WHAT TO WORK ON: Below are entries. Pull out all lines containing "output".

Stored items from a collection
# # #
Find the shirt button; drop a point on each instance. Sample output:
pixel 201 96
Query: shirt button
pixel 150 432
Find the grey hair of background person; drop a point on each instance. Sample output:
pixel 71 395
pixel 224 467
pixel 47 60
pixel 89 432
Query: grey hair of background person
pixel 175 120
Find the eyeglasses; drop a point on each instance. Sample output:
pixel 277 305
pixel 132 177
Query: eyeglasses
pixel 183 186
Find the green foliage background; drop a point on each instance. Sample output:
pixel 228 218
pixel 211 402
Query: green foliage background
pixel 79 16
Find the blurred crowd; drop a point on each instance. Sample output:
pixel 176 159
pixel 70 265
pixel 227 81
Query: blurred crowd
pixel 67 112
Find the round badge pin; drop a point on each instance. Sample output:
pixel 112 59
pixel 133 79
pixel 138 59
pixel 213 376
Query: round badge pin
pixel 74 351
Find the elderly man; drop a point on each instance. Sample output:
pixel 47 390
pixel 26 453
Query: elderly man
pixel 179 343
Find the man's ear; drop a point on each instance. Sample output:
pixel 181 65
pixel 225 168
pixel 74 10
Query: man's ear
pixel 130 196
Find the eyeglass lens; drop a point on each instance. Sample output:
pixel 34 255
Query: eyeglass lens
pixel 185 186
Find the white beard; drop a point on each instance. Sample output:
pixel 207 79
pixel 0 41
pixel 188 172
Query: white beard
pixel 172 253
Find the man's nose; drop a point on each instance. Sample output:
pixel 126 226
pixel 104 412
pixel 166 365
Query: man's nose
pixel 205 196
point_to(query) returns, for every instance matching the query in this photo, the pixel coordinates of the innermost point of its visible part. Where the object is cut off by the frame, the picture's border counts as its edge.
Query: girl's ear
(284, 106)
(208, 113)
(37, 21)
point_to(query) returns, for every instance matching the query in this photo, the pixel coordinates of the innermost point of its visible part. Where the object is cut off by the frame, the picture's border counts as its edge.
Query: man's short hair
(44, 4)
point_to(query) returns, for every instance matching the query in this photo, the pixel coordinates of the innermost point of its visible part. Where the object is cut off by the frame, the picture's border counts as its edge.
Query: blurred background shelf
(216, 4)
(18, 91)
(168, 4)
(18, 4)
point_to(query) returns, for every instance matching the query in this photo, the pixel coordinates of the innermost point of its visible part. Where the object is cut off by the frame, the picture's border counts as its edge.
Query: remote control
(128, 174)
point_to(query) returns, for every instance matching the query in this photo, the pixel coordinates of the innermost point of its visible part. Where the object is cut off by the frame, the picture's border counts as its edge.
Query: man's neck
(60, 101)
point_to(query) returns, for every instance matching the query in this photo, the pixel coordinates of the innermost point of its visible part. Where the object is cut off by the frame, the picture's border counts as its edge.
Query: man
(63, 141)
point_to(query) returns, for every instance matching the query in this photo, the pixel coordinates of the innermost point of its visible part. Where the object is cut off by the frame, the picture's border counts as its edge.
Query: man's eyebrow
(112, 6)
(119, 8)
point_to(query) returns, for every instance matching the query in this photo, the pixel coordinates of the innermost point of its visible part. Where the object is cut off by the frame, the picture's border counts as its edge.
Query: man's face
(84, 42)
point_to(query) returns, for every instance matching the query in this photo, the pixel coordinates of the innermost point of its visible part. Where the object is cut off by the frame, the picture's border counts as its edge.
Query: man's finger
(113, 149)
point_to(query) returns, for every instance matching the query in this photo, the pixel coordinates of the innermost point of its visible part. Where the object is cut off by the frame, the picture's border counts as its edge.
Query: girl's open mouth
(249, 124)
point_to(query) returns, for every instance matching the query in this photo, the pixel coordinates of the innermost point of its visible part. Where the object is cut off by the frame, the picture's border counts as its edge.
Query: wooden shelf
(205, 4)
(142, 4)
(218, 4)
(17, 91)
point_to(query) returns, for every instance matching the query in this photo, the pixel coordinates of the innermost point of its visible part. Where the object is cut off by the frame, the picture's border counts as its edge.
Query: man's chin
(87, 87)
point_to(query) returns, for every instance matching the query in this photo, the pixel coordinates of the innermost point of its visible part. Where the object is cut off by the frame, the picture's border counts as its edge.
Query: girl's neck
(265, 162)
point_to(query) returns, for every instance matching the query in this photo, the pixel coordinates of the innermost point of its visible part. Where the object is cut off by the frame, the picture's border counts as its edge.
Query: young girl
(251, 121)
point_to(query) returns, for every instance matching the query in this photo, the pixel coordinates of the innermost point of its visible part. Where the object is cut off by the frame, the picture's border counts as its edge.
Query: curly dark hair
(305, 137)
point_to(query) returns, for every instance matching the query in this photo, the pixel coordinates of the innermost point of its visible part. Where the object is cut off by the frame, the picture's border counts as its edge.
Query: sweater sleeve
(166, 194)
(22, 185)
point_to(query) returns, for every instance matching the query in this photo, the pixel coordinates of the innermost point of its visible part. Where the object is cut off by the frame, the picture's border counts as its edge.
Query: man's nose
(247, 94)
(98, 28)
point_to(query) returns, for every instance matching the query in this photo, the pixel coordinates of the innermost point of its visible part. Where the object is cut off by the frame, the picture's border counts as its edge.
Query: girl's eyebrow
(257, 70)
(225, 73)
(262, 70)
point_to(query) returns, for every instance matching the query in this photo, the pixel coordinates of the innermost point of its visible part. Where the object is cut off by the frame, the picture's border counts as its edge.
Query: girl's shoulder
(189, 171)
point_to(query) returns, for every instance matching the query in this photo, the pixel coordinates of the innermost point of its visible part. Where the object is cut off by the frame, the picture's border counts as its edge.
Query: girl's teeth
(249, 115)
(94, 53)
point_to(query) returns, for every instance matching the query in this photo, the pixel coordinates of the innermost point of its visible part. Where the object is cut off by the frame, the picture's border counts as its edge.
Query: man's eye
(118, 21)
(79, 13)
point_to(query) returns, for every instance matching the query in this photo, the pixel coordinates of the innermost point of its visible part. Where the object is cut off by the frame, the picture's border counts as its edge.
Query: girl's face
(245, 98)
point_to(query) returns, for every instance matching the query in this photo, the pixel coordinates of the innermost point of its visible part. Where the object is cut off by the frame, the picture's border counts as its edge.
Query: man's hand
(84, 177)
# # #
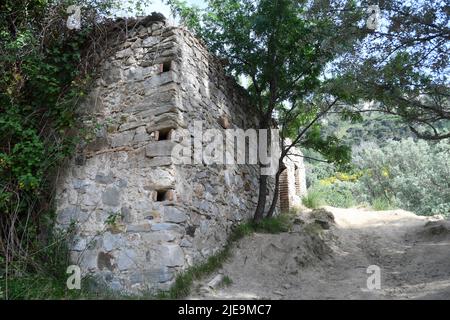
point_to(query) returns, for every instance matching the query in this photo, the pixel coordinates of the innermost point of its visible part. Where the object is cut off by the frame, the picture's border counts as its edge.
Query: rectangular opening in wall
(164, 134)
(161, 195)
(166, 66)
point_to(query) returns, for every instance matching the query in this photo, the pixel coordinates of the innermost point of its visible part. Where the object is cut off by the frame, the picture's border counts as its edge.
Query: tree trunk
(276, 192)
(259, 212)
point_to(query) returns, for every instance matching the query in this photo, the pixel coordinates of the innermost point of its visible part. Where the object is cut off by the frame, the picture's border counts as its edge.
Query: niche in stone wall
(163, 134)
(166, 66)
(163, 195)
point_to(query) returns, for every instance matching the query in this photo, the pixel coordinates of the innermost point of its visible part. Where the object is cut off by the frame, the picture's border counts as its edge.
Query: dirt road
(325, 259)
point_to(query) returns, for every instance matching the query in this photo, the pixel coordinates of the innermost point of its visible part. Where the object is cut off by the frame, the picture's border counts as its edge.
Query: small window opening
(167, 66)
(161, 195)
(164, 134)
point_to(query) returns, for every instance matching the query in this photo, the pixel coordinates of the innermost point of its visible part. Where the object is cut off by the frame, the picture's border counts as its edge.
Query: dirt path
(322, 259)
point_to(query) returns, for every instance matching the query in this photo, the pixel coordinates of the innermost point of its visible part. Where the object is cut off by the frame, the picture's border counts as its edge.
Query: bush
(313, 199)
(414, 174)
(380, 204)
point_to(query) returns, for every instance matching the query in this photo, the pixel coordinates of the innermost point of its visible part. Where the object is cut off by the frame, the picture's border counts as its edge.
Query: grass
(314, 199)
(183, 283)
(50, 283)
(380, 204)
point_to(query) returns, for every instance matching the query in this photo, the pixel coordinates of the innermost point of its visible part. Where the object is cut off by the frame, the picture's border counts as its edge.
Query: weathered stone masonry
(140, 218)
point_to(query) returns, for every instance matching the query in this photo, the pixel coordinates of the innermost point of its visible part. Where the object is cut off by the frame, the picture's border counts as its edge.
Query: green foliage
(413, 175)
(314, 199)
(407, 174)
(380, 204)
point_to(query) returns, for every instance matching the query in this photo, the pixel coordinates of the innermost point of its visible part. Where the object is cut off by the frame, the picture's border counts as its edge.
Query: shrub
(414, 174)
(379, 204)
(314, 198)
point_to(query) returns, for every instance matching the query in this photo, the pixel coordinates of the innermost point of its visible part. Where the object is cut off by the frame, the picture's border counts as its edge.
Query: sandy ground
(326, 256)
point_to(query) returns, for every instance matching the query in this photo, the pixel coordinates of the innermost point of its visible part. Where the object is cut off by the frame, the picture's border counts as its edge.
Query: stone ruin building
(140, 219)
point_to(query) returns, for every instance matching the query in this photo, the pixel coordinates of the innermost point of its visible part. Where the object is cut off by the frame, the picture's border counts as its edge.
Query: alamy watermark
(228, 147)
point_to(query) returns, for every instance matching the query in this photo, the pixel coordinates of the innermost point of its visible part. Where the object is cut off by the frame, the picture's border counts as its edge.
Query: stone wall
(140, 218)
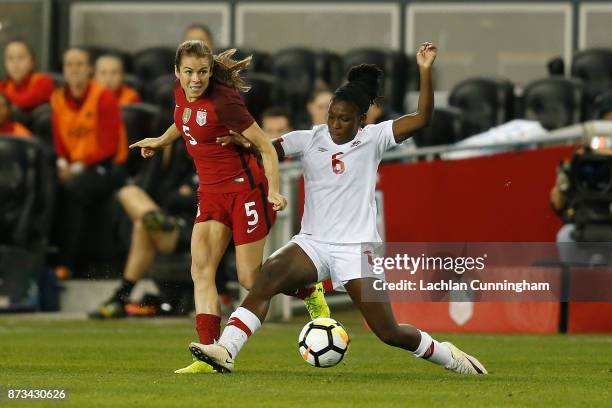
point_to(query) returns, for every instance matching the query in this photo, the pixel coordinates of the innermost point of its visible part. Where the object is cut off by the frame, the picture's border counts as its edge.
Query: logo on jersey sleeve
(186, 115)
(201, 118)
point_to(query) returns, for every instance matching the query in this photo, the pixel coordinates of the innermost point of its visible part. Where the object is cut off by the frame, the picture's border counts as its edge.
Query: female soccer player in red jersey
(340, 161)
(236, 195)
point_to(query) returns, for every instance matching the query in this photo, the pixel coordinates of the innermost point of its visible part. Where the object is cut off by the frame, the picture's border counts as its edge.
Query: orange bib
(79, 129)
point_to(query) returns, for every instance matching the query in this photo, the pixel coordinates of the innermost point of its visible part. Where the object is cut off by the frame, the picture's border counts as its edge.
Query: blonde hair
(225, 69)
# # #
WRITTEN REPLY:
Find the shirt button; drop a point on each instance. Sample output:
Find the grey hair of background person; drop a point on each instance. Sample output:
Find the eyeglasses; drop a point on each instance. Sample output:
Find the green foliage background; drop a point on each instance. Sample output:
Find the blurred crowd; drop a point on each instance. Sample output:
Find the round badge pin; drop a point on each instance. Sample output:
Find the elderly man; drop a point on each instance. Sample output:
Find the man's ear; drop a point on each instance. Sample output:
Find the eyeglass lens; drop a point on each instance. Sample output:
Find the white beard; drop a point on each instance. Sample output:
Find the man's nose; drop a point on each instance. Sample output:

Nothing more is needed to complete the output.